* **What the exercise asks**: Scan the records for lines holding "target". Say how many there are and give nothing else.

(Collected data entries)
((

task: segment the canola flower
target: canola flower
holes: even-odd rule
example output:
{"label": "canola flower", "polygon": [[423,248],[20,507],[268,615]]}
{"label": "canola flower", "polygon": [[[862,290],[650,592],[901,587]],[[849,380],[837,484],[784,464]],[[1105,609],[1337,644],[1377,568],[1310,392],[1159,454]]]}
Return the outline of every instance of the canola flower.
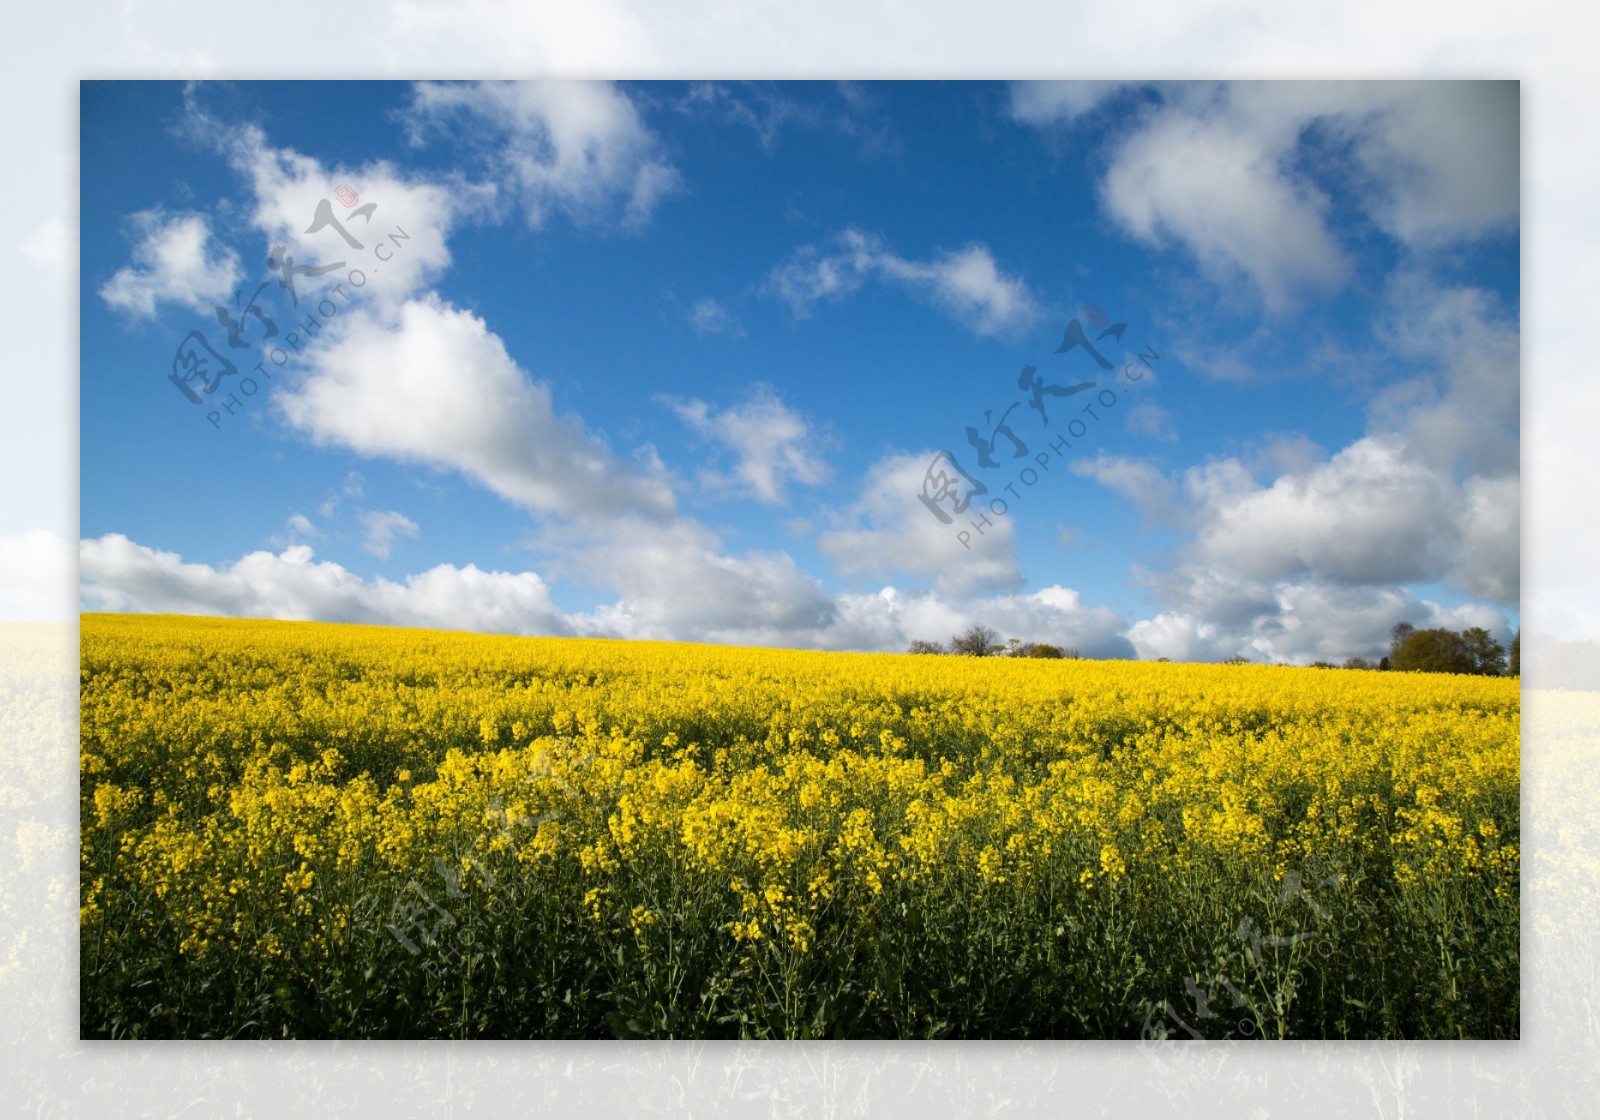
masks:
{"label": "canola flower", "polygon": [[1515,681],[81,635],[86,1036],[1518,1031]]}

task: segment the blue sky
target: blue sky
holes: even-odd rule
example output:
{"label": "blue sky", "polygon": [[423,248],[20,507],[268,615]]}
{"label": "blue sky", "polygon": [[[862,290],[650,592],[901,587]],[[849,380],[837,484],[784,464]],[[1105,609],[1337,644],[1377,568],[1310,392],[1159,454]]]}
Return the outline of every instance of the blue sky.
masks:
{"label": "blue sky", "polygon": [[[81,604],[1300,663],[1401,618],[1509,637],[1517,96],[85,83]],[[306,232],[323,199],[359,250]],[[297,307],[277,245],[344,267]],[[263,283],[279,338],[228,346]],[[1055,353],[1101,312],[1113,370]],[[198,405],[192,330],[240,371]],[[1024,366],[1095,388],[1046,427]],[[966,428],[1014,403],[1027,456],[980,469]],[[941,449],[990,491],[951,525]]]}

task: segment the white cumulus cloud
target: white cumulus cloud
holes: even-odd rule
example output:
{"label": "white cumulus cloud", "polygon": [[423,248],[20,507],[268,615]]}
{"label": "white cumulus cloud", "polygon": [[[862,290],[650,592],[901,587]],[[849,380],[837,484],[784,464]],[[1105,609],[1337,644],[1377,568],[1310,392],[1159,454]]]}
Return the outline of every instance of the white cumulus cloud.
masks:
{"label": "white cumulus cloud", "polygon": [[478,135],[490,172],[538,228],[559,212],[579,224],[643,225],[681,177],[633,101],[609,82],[421,82],[414,132]]}
{"label": "white cumulus cloud", "polygon": [[403,583],[364,580],[307,545],[252,552],[232,564],[186,563],[120,533],[79,545],[80,596],[89,611],[282,618],[472,630],[570,634],[533,572],[440,564]]}
{"label": "white cumulus cloud", "polygon": [[365,533],[361,550],[380,560],[389,559],[397,537],[414,540],[421,532],[415,521],[394,510],[364,509],[357,519]]}
{"label": "white cumulus cloud", "polygon": [[470,311],[429,295],[392,320],[355,310],[337,324],[277,398],[316,442],[457,470],[535,512],[671,514],[658,469],[618,461],[580,420],[557,415],[549,388]]}
{"label": "white cumulus cloud", "polygon": [[[1011,115],[1072,129],[1123,88],[1019,83]],[[1334,232],[1338,194],[1401,244],[1436,250],[1514,230],[1520,204],[1515,82],[1161,82],[1113,141],[1105,210],[1151,245],[1186,250],[1224,290],[1269,311],[1352,275]],[[1334,170],[1313,182],[1309,162]]]}
{"label": "white cumulus cloud", "polygon": [[[210,311],[230,302],[244,272],[239,255],[212,240],[205,215],[142,210],[131,223],[138,237],[133,263],[100,287],[108,307],[148,319],[163,303]],[[39,242],[39,251],[46,245]]]}
{"label": "white cumulus cloud", "polygon": [[666,402],[693,431],[733,453],[731,474],[701,472],[714,490],[782,505],[790,483],[815,486],[829,476],[820,455],[823,440],[769,386],[757,386],[749,400],[721,410],[701,400]]}
{"label": "white cumulus cloud", "polygon": [[[918,496],[934,452],[889,455],[874,463],[860,494],[817,538],[817,548],[846,575],[931,577],[947,596],[1011,589],[1022,582],[1016,529],[1008,517],[986,517],[983,497],[946,524]],[[978,527],[973,522],[987,522]]]}
{"label": "white cumulus cloud", "polygon": [[797,250],[768,275],[766,290],[805,318],[814,304],[850,295],[874,279],[906,288],[979,336],[1014,333],[1043,313],[1027,283],[1003,272],[985,245],[911,260],[881,237],[854,228],[826,248]]}

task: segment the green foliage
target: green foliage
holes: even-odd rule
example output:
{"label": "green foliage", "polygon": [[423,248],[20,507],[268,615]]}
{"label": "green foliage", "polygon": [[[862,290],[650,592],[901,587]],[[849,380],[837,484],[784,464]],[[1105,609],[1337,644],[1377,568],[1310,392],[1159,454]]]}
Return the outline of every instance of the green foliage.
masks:
{"label": "green foliage", "polygon": [[1506,647],[1495,641],[1489,631],[1473,626],[1461,632],[1467,652],[1472,655],[1472,671],[1485,677],[1502,677],[1506,672]]}
{"label": "green foliage", "polygon": [[1389,660],[1399,673],[1471,673],[1477,665],[1466,639],[1439,628],[1411,630]]}
{"label": "green foliage", "polygon": [[[1401,627],[1406,627],[1401,632]],[[1505,647],[1489,631],[1473,626],[1457,634],[1443,628],[1395,628],[1391,666],[1403,673],[1473,673],[1500,676],[1506,671]]]}
{"label": "green foliage", "polygon": [[1078,660],[1082,655],[1072,648],[1063,649],[1053,646],[1048,642],[1023,642],[1012,638],[1006,643],[1007,657],[1040,657],[1040,658],[1066,658],[1071,661]]}

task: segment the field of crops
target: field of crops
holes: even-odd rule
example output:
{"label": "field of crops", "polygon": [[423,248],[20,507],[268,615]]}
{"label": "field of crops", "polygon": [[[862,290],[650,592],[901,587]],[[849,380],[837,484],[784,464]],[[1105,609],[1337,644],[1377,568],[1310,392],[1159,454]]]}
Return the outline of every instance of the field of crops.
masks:
{"label": "field of crops", "polygon": [[85,1037],[1520,1030],[1515,680],[81,634]]}

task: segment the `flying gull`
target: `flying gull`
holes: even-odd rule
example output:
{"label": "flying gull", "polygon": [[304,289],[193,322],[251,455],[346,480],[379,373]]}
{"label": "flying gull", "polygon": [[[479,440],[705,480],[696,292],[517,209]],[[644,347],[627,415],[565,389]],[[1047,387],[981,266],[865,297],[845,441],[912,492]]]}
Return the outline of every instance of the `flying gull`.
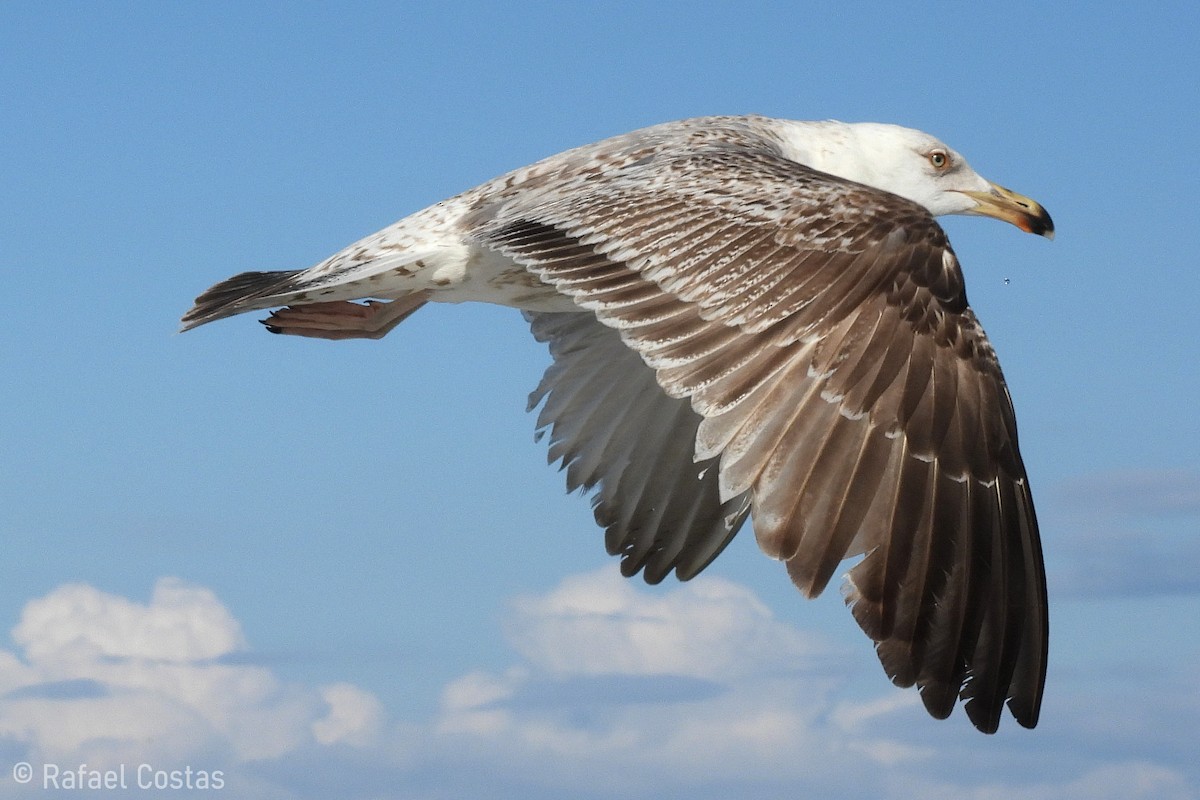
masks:
{"label": "flying gull", "polygon": [[[244,272],[187,330],[384,336],[430,301],[522,309],[530,396],[625,575],[697,575],[752,518],[843,594],[888,676],[982,731],[1037,723],[1046,584],[1012,401],[941,214],[1051,237],[1034,201],[919,131],[705,117],[568,150],[310,269]],[[359,302],[361,301],[361,302]],[[282,308],[281,308],[282,307]]]}

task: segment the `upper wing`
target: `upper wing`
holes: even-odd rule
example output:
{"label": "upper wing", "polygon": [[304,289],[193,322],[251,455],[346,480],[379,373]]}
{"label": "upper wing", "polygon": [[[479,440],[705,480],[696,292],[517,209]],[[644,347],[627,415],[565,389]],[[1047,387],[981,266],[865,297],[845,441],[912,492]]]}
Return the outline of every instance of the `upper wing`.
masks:
{"label": "upper wing", "polygon": [[[702,417],[807,594],[838,563],[901,685],[995,730],[1038,717],[1041,550],[1012,404],[941,228],[770,147],[663,150],[473,234],[615,329]],[[649,435],[649,432],[648,432]]]}

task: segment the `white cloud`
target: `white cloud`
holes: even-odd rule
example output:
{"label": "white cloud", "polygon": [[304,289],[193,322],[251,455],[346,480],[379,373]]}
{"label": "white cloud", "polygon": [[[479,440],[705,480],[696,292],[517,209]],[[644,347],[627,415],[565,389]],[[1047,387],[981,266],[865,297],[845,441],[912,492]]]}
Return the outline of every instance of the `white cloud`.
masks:
{"label": "white cloud", "polygon": [[843,680],[832,666],[851,655],[719,578],[652,593],[610,568],[575,575],[516,600],[506,631],[522,663],[451,682],[437,723],[459,748],[491,754],[489,769],[550,773],[563,786],[607,775],[605,790],[634,795],[706,782],[811,785],[864,760],[928,755],[831,723],[919,701],[837,706]]}
{"label": "white cloud", "polygon": [[[1166,764],[1131,759],[1128,737],[1098,751],[1124,746],[1126,761],[1089,755],[1082,705],[987,737],[961,713],[929,719],[912,690],[847,693],[844,674],[878,669],[869,651],[835,650],[712,577],[652,591],[612,569],[571,576],[516,600],[506,631],[519,662],[446,686],[427,757],[453,752],[516,786],[507,796],[1175,800],[1196,788],[1169,751]],[[1122,714],[1112,698],[1105,709]]]}
{"label": "white cloud", "polygon": [[636,586],[606,567],[518,598],[509,641],[532,667],[555,675],[732,679],[794,671],[830,654],[823,640],[774,619],[729,581],[710,577],[665,594]]}
{"label": "white cloud", "polygon": [[164,578],[150,602],[91,586],[29,602],[0,652],[0,737],[30,760],[99,767],[138,760],[225,768],[377,734],[378,701],[347,684],[288,685],[223,657],[241,627],[208,589]]}
{"label": "white cloud", "polygon": [[348,683],[321,689],[329,713],[313,722],[313,738],[321,744],[368,745],[383,721],[383,706],[375,695]]}
{"label": "white cloud", "polygon": [[249,663],[207,589],[164,579],[143,604],[63,586],[0,651],[0,744],[34,763],[222,769],[254,800],[1196,796],[1186,745],[1154,743],[1190,726],[1187,682],[1149,706],[1060,690],[1038,731],[985,737],[882,679],[848,687],[878,670],[868,648],[842,652],[745,587],[646,589],[608,567],[517,598],[505,631],[511,665],[447,676],[431,717],[398,721],[351,683]]}
{"label": "white cloud", "polygon": [[182,663],[245,646],[211,591],[174,578],[155,584],[149,605],[83,584],[61,586],[25,606],[12,637],[27,659],[51,671],[103,657]]}

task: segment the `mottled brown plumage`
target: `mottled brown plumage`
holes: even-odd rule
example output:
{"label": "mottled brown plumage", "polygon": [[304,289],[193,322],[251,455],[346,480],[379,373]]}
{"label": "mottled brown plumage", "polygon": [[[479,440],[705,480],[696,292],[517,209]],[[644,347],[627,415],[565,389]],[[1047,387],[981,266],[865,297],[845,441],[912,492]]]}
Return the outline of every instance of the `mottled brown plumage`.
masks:
{"label": "mottled brown plumage", "polygon": [[[747,515],[808,596],[865,554],[846,601],[892,680],[934,716],[961,697],[990,732],[1007,702],[1032,727],[1037,521],[934,213],[1053,231],[925,134],[687,120],[517,170],[311,270],[236,276],[184,322],[290,304],[273,330],[345,338],[426,300],[521,307],[554,358],[538,427],[568,487],[595,490],[624,574],[691,578]],[[344,302],[365,297],[399,303]]]}

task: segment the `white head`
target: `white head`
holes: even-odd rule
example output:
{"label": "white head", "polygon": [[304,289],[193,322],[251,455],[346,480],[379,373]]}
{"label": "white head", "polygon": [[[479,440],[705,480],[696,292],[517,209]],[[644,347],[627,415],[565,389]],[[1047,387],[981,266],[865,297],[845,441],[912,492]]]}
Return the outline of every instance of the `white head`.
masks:
{"label": "white head", "polygon": [[786,155],[830,175],[920,203],[933,215],[982,214],[1029,233],[1054,236],[1054,223],[1028,197],[985,180],[933,136],[877,122],[791,122]]}

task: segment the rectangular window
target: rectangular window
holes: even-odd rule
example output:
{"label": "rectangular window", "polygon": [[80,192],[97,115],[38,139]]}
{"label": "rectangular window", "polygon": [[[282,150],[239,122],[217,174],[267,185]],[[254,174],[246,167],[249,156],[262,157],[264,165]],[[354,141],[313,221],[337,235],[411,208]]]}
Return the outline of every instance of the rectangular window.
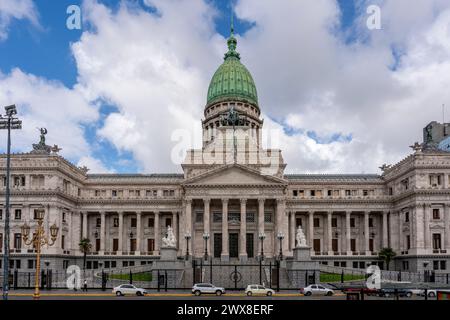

))

* **Solution to this task**: 11